=== To be done ===
Reproduce every record below word for word, keeping them in the same order.
--------------------------------------------------
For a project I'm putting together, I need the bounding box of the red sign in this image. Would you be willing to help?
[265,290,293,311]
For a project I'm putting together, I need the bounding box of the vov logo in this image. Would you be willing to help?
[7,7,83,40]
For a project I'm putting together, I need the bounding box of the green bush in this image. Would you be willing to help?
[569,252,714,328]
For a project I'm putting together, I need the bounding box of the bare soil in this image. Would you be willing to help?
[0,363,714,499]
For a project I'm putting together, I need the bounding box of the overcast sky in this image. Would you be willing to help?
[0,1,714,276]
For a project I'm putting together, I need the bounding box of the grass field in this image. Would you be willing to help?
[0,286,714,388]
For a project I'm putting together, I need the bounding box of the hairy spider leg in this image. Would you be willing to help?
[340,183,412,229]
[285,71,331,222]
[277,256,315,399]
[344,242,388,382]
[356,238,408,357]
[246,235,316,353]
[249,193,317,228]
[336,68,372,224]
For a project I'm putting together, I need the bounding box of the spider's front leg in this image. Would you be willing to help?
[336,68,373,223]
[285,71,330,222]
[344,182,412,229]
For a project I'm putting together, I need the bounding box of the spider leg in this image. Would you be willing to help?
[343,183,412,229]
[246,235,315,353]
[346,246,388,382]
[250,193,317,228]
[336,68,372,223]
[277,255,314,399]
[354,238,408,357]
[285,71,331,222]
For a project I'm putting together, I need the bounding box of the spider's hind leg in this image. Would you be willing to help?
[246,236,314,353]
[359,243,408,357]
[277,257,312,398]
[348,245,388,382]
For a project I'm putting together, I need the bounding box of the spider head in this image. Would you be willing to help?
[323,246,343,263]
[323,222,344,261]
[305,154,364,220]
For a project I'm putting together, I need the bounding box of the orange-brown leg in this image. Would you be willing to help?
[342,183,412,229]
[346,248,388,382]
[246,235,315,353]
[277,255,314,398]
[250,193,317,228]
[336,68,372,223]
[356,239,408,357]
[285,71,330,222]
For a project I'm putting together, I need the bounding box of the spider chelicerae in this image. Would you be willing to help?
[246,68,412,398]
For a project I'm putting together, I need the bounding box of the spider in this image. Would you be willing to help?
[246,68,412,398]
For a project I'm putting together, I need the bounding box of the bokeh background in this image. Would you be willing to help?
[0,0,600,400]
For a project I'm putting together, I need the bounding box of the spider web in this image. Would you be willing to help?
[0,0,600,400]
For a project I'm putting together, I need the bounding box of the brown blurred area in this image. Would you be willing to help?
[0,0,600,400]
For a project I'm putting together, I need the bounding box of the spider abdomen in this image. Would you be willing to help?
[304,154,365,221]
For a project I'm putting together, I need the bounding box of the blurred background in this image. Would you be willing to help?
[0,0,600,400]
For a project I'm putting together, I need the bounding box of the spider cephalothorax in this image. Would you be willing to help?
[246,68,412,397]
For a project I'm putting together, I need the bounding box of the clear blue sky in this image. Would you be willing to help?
--------------------------------------------------
=== Reply to the task ===
For a project I'm putting together, I need the bounding box of the red sign in this image. Would you be willing to help?
[265,290,293,311]
For a project I'm putting together, I need the bounding box of the vov logo in this image. Would you be willing to help?
[7,7,83,40]
For a project I'm putting together, I need the bounding box of the green bush in this image. Would you be willing to help?
[569,252,714,328]
For a project I'm putting together, I need the bounding box of the bare soil in this image. Would you be willing to help?
[0,363,714,499]
For a project I'm putting together, I need the bounding box of the overcast sky in this image. Would you be willing to help?
[0,1,714,276]
For a project I'm putting together, I need the bounding box of the grass field in this image. Would you be willing to help?
[0,286,714,388]
For a project I'm putting together, I need the bounding box of the hairy spider leg in this image. Would you be willing to help?
[340,183,412,229]
[285,71,331,222]
[277,256,315,399]
[344,242,388,382]
[356,238,408,357]
[246,235,316,353]
[249,193,317,228]
[336,68,372,224]
For a project I'm putting together, I need the bounding box of the spider's front leg in this image. Would you be willing to help?
[336,68,373,223]
[285,71,330,222]
[344,182,412,229]
For a project I'm putting together, I need the bounding box of the spider leg in this image. Would you be willing to help?
[343,183,412,229]
[246,235,315,353]
[346,246,388,382]
[250,193,317,228]
[336,68,372,223]
[277,255,314,399]
[354,238,408,357]
[285,71,331,222]
For a project I'm putting together, I need the bounding box of the spider's hind leg in this image. Would you be willing to help?
[246,236,314,353]
[359,243,408,357]
[277,257,312,398]
[348,245,388,382]
For a project I'm putting together, I need the bounding box of the spider head in this image. Would you be willing to help?
[323,246,343,263]
[323,222,344,261]
[305,154,364,220]
For a project I'm putting together, I need the bounding box of the orange-brown leg in this image. Would you be willing to help?
[342,183,412,229]
[346,248,388,382]
[246,235,315,353]
[277,255,314,398]
[250,193,317,228]
[336,68,372,223]
[356,239,408,357]
[285,71,330,222]
For a project I'm putting together, I need the bounding box of the spider chelicerae in this image. Would you be willing to help?
[246,68,412,398]
For a project I'm putting together, I need the bounding box of the spider in this image. Would you be willing to help?
[246,68,412,398]
For a project I'm putting together, I need the bounding box of the bokeh background in this image. Would you be willing to help?
[0,0,600,400]
For a project I'm putting together, I need the bounding box of the spider web in this image. Would you be willing to help?
[0,0,600,400]
For a project I'm putting together, I need the bounding box of the brown blurred area in this image. Would you be willing to help?
[0,0,600,400]
For a project I'm putting together, I need the bounding box of the spider abdomen in this image. Would you be willing to help?
[304,154,365,221]
For a project I'm putting together, I need the bounding box of the blurred background in this image. Would you be willing to help?
[0,0,600,400]
For a project I'm putting together, I need the bounding box of the spider cephalothorax in this image. Would you be willing to help?
[246,68,412,397]
For a project I'm putting together, I need the bounding box of the clear blue sky in this image. Would you be willing to help?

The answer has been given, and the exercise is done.